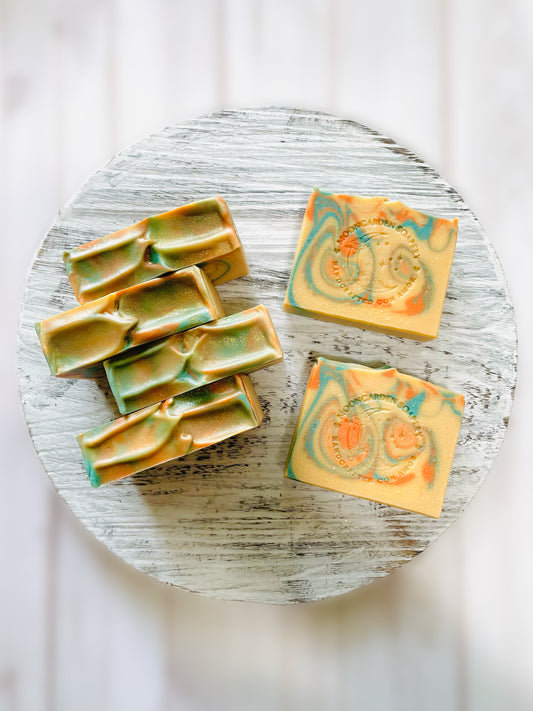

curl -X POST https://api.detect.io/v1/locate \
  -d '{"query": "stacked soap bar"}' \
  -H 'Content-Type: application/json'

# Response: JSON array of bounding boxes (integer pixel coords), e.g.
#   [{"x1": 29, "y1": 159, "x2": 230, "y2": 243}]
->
[
  {"x1": 64, "y1": 197, "x2": 248, "y2": 303},
  {"x1": 36, "y1": 267, "x2": 224, "y2": 376},
  {"x1": 77, "y1": 375, "x2": 262, "y2": 487},
  {"x1": 286, "y1": 358, "x2": 464, "y2": 518},
  {"x1": 104, "y1": 306, "x2": 283, "y2": 414},
  {"x1": 284, "y1": 190, "x2": 457, "y2": 340},
  {"x1": 36, "y1": 197, "x2": 283, "y2": 486}
]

★ ★ ★ ★

- THE TASK -
Reproduce all of the entries above verbatim, omitting the pictures.

- CORRECT RESULT -
curl -X POST https://api.detect.io/v1/locate \
  -d '{"query": "stacked soap bar"}' \
  -H 'Content-Type: application/json'

# Response: JSON array of bounding boxes (integer pixel coords), e.g.
#   [{"x1": 29, "y1": 159, "x2": 230, "y2": 243}]
->
[
  {"x1": 64, "y1": 197, "x2": 248, "y2": 303},
  {"x1": 36, "y1": 267, "x2": 224, "y2": 376},
  {"x1": 77, "y1": 375, "x2": 262, "y2": 487},
  {"x1": 286, "y1": 358, "x2": 464, "y2": 518},
  {"x1": 104, "y1": 306, "x2": 283, "y2": 414},
  {"x1": 284, "y1": 190, "x2": 457, "y2": 340},
  {"x1": 36, "y1": 197, "x2": 283, "y2": 486}
]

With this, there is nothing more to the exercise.